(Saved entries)
────────────────────────────────────────
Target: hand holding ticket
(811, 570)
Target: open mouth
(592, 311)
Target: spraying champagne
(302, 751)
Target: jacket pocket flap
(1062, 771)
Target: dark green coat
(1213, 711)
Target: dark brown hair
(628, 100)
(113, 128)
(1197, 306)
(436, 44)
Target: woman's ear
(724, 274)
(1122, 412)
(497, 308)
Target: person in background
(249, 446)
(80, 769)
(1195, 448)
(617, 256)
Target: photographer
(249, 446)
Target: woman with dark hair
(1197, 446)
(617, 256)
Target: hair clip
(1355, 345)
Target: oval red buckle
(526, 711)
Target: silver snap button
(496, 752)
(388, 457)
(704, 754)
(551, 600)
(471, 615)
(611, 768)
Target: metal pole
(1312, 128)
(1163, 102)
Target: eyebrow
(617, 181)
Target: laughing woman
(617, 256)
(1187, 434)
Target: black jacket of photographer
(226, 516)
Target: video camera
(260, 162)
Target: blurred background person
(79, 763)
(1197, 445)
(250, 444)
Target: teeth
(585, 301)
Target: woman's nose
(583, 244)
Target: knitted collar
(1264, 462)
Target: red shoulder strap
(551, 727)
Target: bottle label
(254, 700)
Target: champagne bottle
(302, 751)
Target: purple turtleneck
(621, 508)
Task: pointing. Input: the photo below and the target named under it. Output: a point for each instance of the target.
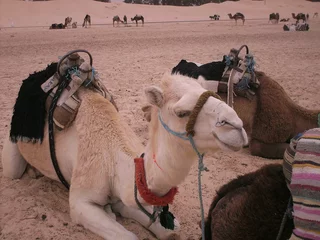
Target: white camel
(96, 154)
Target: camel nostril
(221, 123)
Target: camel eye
(219, 124)
(182, 114)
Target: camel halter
(188, 135)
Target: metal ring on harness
(247, 50)
(69, 53)
(230, 84)
(64, 82)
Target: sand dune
(28, 13)
(128, 60)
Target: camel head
(217, 126)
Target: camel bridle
(188, 135)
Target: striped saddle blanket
(302, 172)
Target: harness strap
(287, 214)
(62, 85)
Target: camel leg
(89, 213)
(12, 161)
(267, 150)
(137, 215)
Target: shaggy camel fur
(300, 16)
(137, 18)
(250, 207)
(215, 17)
(275, 17)
(116, 19)
(86, 21)
(271, 119)
(236, 17)
(96, 154)
(67, 22)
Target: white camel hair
(96, 154)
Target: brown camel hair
(271, 119)
(250, 207)
(299, 16)
(237, 16)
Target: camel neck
(168, 160)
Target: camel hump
(38, 91)
(304, 158)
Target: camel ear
(154, 96)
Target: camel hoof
(33, 172)
(173, 236)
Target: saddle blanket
(305, 186)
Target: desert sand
(129, 59)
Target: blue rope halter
(201, 167)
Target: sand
(129, 59)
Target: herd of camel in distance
(87, 22)
(273, 17)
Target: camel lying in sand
(86, 21)
(274, 17)
(137, 18)
(300, 16)
(274, 202)
(67, 22)
(237, 16)
(215, 17)
(98, 152)
(259, 201)
(271, 118)
(116, 19)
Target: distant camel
(117, 19)
(237, 16)
(86, 20)
(125, 20)
(57, 26)
(274, 16)
(138, 18)
(284, 19)
(300, 16)
(215, 17)
(67, 22)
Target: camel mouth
(227, 146)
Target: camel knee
(12, 161)
(267, 150)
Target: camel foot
(33, 172)
(267, 150)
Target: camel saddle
(80, 74)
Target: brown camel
(274, 17)
(67, 22)
(137, 18)
(300, 16)
(284, 19)
(251, 207)
(215, 17)
(237, 16)
(271, 119)
(86, 21)
(117, 19)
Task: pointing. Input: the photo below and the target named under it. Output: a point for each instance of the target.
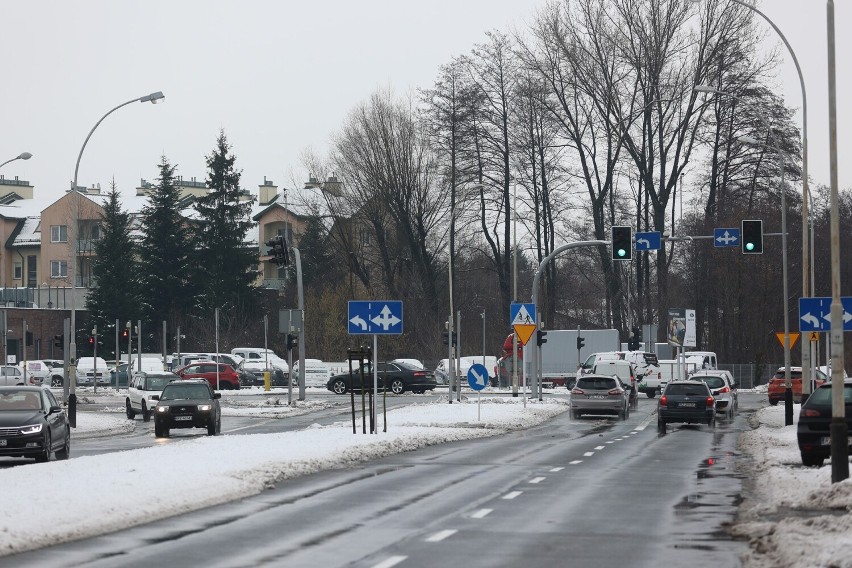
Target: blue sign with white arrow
(726, 237)
(477, 376)
(379, 317)
(649, 241)
(815, 314)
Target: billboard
(681, 328)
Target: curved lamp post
(807, 247)
(23, 156)
(72, 237)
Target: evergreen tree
(225, 258)
(165, 254)
(115, 293)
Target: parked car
(396, 377)
(599, 394)
(812, 432)
(142, 392)
(722, 387)
(778, 384)
(33, 424)
(688, 402)
(57, 372)
(190, 403)
(227, 377)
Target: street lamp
(807, 248)
(788, 383)
(23, 156)
(153, 98)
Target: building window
(59, 233)
(58, 269)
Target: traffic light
(752, 236)
(278, 250)
(292, 341)
(622, 243)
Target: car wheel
(810, 461)
(66, 447)
(44, 456)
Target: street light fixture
(153, 98)
(22, 156)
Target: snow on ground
(793, 516)
(139, 486)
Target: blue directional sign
(477, 376)
(726, 237)
(815, 314)
(521, 314)
(649, 241)
(379, 317)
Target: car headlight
(31, 429)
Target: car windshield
(19, 400)
(712, 382)
(685, 390)
(183, 392)
(822, 396)
(596, 383)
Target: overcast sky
(278, 76)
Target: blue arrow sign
(379, 317)
(815, 314)
(649, 241)
(726, 237)
(521, 314)
(477, 376)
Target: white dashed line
(392, 561)
(441, 535)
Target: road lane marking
(441, 535)
(392, 561)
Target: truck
(560, 357)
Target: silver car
(600, 394)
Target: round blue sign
(477, 376)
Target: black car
(33, 424)
(813, 432)
(396, 377)
(188, 403)
(688, 402)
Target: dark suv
(190, 403)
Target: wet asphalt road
(587, 492)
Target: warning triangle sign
(524, 332)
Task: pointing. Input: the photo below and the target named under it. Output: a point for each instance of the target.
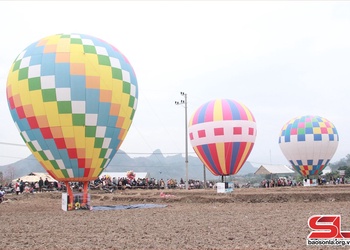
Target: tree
(347, 170)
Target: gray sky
(282, 59)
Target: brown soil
(274, 218)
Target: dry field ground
(254, 218)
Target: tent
(274, 169)
(35, 177)
(117, 175)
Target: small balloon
(308, 143)
(222, 133)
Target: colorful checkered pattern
(222, 133)
(309, 142)
(73, 98)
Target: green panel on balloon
(55, 90)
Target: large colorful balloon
(222, 133)
(73, 98)
(308, 143)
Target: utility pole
(186, 137)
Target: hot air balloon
(222, 133)
(73, 98)
(308, 143)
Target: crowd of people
(110, 184)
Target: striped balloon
(73, 98)
(222, 133)
(308, 142)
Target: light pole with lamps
(186, 137)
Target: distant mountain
(157, 165)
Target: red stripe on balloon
(72, 153)
(214, 155)
(228, 156)
(81, 163)
(20, 112)
(46, 132)
(60, 143)
(226, 110)
(242, 112)
(206, 160)
(33, 123)
(11, 102)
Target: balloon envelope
(222, 133)
(73, 98)
(308, 143)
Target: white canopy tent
(35, 177)
(117, 175)
(274, 169)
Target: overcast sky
(282, 59)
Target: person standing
(41, 184)
(17, 187)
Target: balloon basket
(310, 182)
(78, 202)
(224, 187)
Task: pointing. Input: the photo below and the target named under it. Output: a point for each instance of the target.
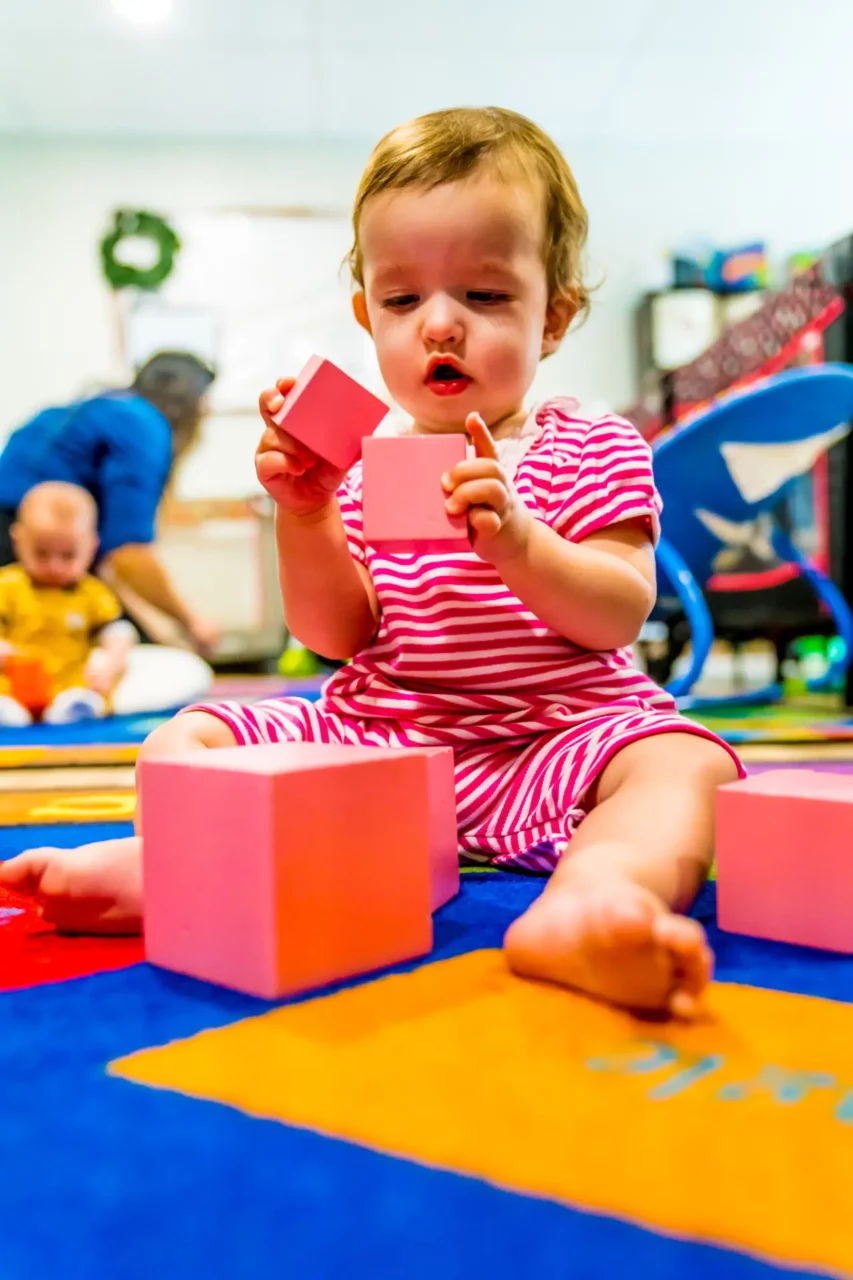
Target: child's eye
(401, 300)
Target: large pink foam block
(274, 869)
(785, 858)
(331, 412)
(402, 497)
(443, 839)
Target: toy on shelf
(283, 868)
(402, 494)
(784, 858)
(331, 412)
(28, 681)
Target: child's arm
(108, 659)
(329, 600)
(596, 593)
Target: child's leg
(605, 923)
(97, 888)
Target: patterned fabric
(760, 342)
(461, 662)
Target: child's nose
(442, 320)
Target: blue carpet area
(100, 1178)
(113, 730)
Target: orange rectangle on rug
(735, 1130)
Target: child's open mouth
(443, 378)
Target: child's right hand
(296, 478)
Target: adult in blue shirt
(122, 447)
────────────────────────────────────────
Every line above is to be given again exactly, apart from the pictures.

Target: hand holding ticket
(811, 570)
Target: open mouth
(592, 311)
Target: spraying champagne
(302, 751)
Target: jacket pocket flap
(1062, 771)
Target: dark green coat
(1213, 711)
Target: dark brown hair
(628, 100)
(113, 128)
(1197, 306)
(436, 44)
Target: woman's ear
(724, 274)
(1122, 412)
(497, 308)
Target: person in background
(249, 446)
(80, 769)
(1195, 448)
(617, 256)
Target: photographer
(249, 446)
Target: woman with dark hair
(1197, 446)
(617, 256)
Target: hair clip
(1355, 345)
Target: oval red buckle
(526, 711)
Target: silver snap button
(496, 752)
(388, 457)
(704, 754)
(551, 600)
(471, 615)
(611, 768)
Target: metal pole
(1312, 128)
(1163, 102)
Target: eyebrow
(617, 181)
Target: laughing woman
(617, 256)
(1187, 434)
Target: black jacket of photographer
(226, 516)
Target: video camera
(260, 162)
Target: blurred background person
(79, 763)
(1197, 445)
(250, 444)
Target: teeth
(585, 301)
Target: woman's nose
(583, 244)
Target: knitted collar
(1264, 462)
Target: red shoulder strap
(551, 727)
Target: bottle label
(254, 700)
Target: champagne bottle
(302, 751)
Target: purple turtleneck
(621, 508)
Task: pointing. Input: the photo below and the target named under it. Output: a point for each instance of the target.
Target: white camel
(96, 154)
Target: camel nostril
(221, 123)
Target: camel eye
(219, 124)
(182, 114)
Target: camel halter
(188, 135)
Target: metal ring on harness
(247, 50)
(69, 53)
(230, 84)
(64, 82)
Target: sand dune
(28, 13)
(128, 60)
Target: camel head
(217, 126)
Target: camel bridle
(188, 135)
Target: striped saddle blanket
(302, 172)
Target: harness strap
(287, 214)
(62, 85)
Target: camel leg
(89, 213)
(12, 161)
(267, 150)
(137, 215)
Target: shaggy camel fur
(300, 16)
(137, 18)
(250, 207)
(215, 17)
(275, 17)
(116, 19)
(86, 21)
(271, 119)
(236, 17)
(96, 154)
(67, 22)
Target: white camel hair
(96, 154)
Target: brown camel hair
(271, 119)
(250, 207)
(299, 16)
(237, 16)
Target: camel neck
(168, 160)
Target: camel hump
(38, 91)
(304, 158)
Target: camel ear
(154, 96)
Target: camel hoof
(33, 172)
(173, 236)
Target: saddle blanket
(305, 186)
Target: desert sand
(129, 59)
Target: blue rope halter
(201, 167)
Target: sand
(129, 59)
Target: herd of camel in distance
(87, 22)
(273, 17)
Target: camel lying in sand
(86, 21)
(274, 17)
(137, 18)
(300, 16)
(274, 202)
(67, 22)
(237, 16)
(215, 17)
(98, 152)
(259, 201)
(271, 118)
(116, 19)
Target: distant camel
(117, 19)
(237, 16)
(86, 20)
(125, 20)
(57, 26)
(274, 16)
(138, 18)
(284, 19)
(300, 16)
(215, 17)
(67, 22)
Target: camel mouth
(227, 146)
Target: camel knee
(12, 161)
(267, 150)
Target: camel foot
(33, 172)
(267, 150)
Target: camel saddle
(80, 74)
Target: brown camel
(274, 17)
(67, 22)
(137, 18)
(300, 16)
(284, 19)
(251, 207)
(215, 17)
(237, 16)
(271, 119)
(86, 21)
(117, 19)
Task: pointing. Input: the photo below and the target named under it. Output: a point for each instance of the target.
Target: blue sign with white arrow
(726, 237)
(477, 376)
(379, 317)
(649, 241)
(815, 314)
Target: billboard
(681, 328)
Target: curved lamp post
(807, 247)
(23, 156)
(72, 237)
Target: evergreen tree
(225, 258)
(165, 254)
(115, 293)
Target: parked car
(396, 377)
(599, 394)
(812, 432)
(142, 392)
(722, 387)
(778, 384)
(33, 424)
(688, 402)
(57, 372)
(190, 403)
(227, 377)
Target: street lamp
(807, 248)
(788, 383)
(23, 156)
(153, 98)
Target: building window
(59, 233)
(58, 269)
Target: traffic light
(752, 236)
(278, 250)
(292, 341)
(622, 243)
Target: car wheel
(810, 461)
(66, 447)
(44, 456)
Target: street light fixture
(153, 98)
(22, 156)
Target: snow on ground
(793, 516)
(139, 486)
Target: blue directional sign
(477, 376)
(726, 237)
(815, 314)
(521, 314)
(649, 241)
(379, 317)
Target: car headlight
(31, 429)
Target: car windshield
(19, 400)
(712, 382)
(685, 390)
(183, 392)
(822, 396)
(596, 383)
Target: overcast sky
(278, 76)
Target: blue arrow sign
(379, 317)
(815, 314)
(649, 241)
(726, 237)
(521, 314)
(477, 376)
Target: white dashed line
(392, 561)
(441, 535)
Target: road lane marking
(441, 535)
(392, 561)
Target: truck
(560, 357)
Target: silver car
(600, 394)
Target: round blue sign
(477, 376)
Target: black car
(33, 424)
(813, 432)
(396, 377)
(188, 403)
(688, 402)
Target: dark suv
(190, 403)
Target: wet asphalt road
(587, 492)
Target: warning triangle sign
(524, 332)
Task: pointing. Input: the photo below and the target named under it. Output: a point for each instance of the target.
Target: tree
(347, 170)
Target: gray sky
(282, 59)
Target: brown soil
(274, 218)
Target: dry field ground
(254, 218)
Target: tent
(274, 169)
(35, 177)
(117, 175)
Target: small balloon
(308, 143)
(222, 133)
Target: colorful checkered pattern
(222, 133)
(309, 142)
(73, 98)
Target: green panel on balloon
(55, 90)
Target: large colorful balloon
(222, 133)
(73, 98)
(308, 143)
Target: utility pole
(186, 137)
Target: hot air balloon
(222, 133)
(73, 98)
(308, 143)
Target: crowd of people
(110, 184)
Target: striped balloon
(73, 98)
(222, 133)
(308, 142)
Target: light pole with lamps
(186, 137)
Target: distant mountain
(157, 165)
Target: red stripe on balloon
(72, 153)
(214, 155)
(228, 156)
(81, 163)
(20, 112)
(46, 132)
(60, 143)
(226, 110)
(242, 112)
(206, 160)
(33, 123)
(11, 102)
Target: balloon envelope
(222, 133)
(73, 98)
(308, 143)
Target: white canopy tent
(35, 177)
(117, 175)
(274, 169)
Target: overcast sky
(282, 59)
Target: person standing
(41, 184)
(17, 187)
Target: balloon basket
(310, 182)
(78, 202)
(224, 187)
Task: pointing. Input: the photo below and the target named under it. Output: a point for each instance of the target.
Target: child's eye
(401, 300)
Target: large pink foam block
(274, 869)
(785, 858)
(331, 412)
(402, 497)
(443, 839)
Target: toy on shelf
(283, 868)
(402, 494)
(784, 858)
(331, 412)
(28, 681)
Target: child's arm
(108, 659)
(329, 600)
(596, 593)
Target: child's leg
(605, 923)
(97, 888)
Target: patterned fabric
(760, 342)
(461, 662)
Target: child's nose
(442, 320)
Target: blue carpet area
(100, 1178)
(113, 730)
Target: orange rectangle on rug
(735, 1130)
Target: child's open mouth
(443, 378)
Target: child's right hand
(296, 478)
Target: adult in blue shirt
(122, 447)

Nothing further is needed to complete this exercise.